练习题目 -
• A. 阅读材料中的LOG_NAME数组定义了哪些buffer类型名称？请全部列出。
• B. 请从阅读材料中原样返回一段文字：起点是含有“在处理完特殊tag的RADI”的那句话，终点是“iovec *vec, size_t nr)”。

该方法首先针对某些应该归类到RADIO_BUFFER一些特殊tag做了一些处理,使包含有这些特殊的tag的Log以固定的tag前缀输入到RADIO_BUFFER中。这里可以看一下logger_name.c文件,其中定义了所有目前支持的buffer类型:

/* In the future, we would like to make this list extensible */
static const char *LOG_NAME[LOG_ID_MAX] = {
    [LOG_ID_MAIN] = "main",
    [LOG_ID_RADIO] = "radio",
    [LOG_ID_EVENTS] = "events",
    [LOG_ID_SYSTEM] = "system",
    [LOG_ID_CRASH] = "crash",
    [LOG_ID_SECURITY] = "security",
    [LOG_ID_KERNEL] = "kernel",
};

在处理完特殊tag的RADIO_BUFFER的log后,接下来用iovec结构化我们传入进来的log信息,最终通过write_to_log函数将结构化了的log往指定的Buffer中写,注意这里的write_to_log实际上是一个函数指针,它在一开始指向的其实是__write_to_log_init函数,所以write_to_log调用其实就是调用了__write_to_log_init函数,接下来看看__write_to_log_init函数是如何实现的:

static int __write_to_log_init(log_id_t log_id, struct iovec *vec, size_t nr)

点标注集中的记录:
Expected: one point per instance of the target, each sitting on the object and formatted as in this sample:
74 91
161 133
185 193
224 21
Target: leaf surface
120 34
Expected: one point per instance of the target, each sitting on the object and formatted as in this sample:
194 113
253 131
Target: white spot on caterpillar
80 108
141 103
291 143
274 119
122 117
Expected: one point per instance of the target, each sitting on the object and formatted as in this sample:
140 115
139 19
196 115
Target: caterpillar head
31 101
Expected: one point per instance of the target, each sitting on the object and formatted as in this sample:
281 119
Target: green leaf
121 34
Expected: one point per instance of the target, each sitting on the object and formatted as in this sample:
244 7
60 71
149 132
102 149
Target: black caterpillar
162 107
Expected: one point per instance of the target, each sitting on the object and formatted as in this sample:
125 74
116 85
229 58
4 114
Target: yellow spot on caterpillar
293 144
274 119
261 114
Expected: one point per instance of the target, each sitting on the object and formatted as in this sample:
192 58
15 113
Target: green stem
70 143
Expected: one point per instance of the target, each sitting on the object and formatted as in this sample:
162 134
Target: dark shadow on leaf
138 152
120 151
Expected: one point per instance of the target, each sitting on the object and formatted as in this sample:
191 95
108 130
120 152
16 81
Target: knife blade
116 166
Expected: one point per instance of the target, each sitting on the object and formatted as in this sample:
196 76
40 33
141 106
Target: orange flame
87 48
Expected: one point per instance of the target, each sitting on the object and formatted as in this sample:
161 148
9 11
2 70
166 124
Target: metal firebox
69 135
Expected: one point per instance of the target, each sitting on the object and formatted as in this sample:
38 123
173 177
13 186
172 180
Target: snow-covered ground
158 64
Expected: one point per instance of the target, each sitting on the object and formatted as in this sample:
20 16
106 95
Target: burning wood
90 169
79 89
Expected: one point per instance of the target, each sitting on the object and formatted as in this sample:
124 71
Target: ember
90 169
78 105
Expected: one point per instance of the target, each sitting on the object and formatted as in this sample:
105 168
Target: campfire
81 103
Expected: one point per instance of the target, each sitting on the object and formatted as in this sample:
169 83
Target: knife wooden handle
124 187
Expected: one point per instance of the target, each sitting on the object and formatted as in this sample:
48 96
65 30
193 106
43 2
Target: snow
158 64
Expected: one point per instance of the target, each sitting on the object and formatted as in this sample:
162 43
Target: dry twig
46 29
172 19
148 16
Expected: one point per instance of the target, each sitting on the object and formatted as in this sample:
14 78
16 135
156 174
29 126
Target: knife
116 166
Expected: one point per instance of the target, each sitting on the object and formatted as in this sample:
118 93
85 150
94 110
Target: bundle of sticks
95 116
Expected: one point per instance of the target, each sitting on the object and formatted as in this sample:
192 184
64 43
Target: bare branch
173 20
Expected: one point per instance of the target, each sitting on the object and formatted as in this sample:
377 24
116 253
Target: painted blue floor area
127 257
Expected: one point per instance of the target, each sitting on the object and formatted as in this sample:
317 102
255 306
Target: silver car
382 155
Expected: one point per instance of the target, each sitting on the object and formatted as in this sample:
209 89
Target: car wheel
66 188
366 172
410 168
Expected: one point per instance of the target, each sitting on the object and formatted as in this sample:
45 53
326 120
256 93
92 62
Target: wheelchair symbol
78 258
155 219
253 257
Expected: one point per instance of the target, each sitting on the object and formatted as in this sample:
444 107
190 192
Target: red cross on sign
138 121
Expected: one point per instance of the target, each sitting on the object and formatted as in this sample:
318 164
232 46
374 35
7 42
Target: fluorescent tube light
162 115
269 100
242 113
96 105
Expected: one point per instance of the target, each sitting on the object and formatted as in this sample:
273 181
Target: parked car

参考答案 -
• A. main、radio、events、system、crash、security、kernel

• B.
在处理完特殊tag的RADIO_BUFFER的log后,接下来用iovec结构化我们传入进来的log信息,最终通过write_to_log函数将结构化了的log往指定的Buffer中写,注意这里的write_to_log实际上是一个函数指针,它在一开始指向的其实是__write_to_log_init函数,所以write_to_log调用其实就是调用了__write_to_log_init函数,接下来看看__write_to_log_init函数是如何实现的:

static int __write_to_log_init(log_id_t log_id, struct iovec *vec, size_t nr)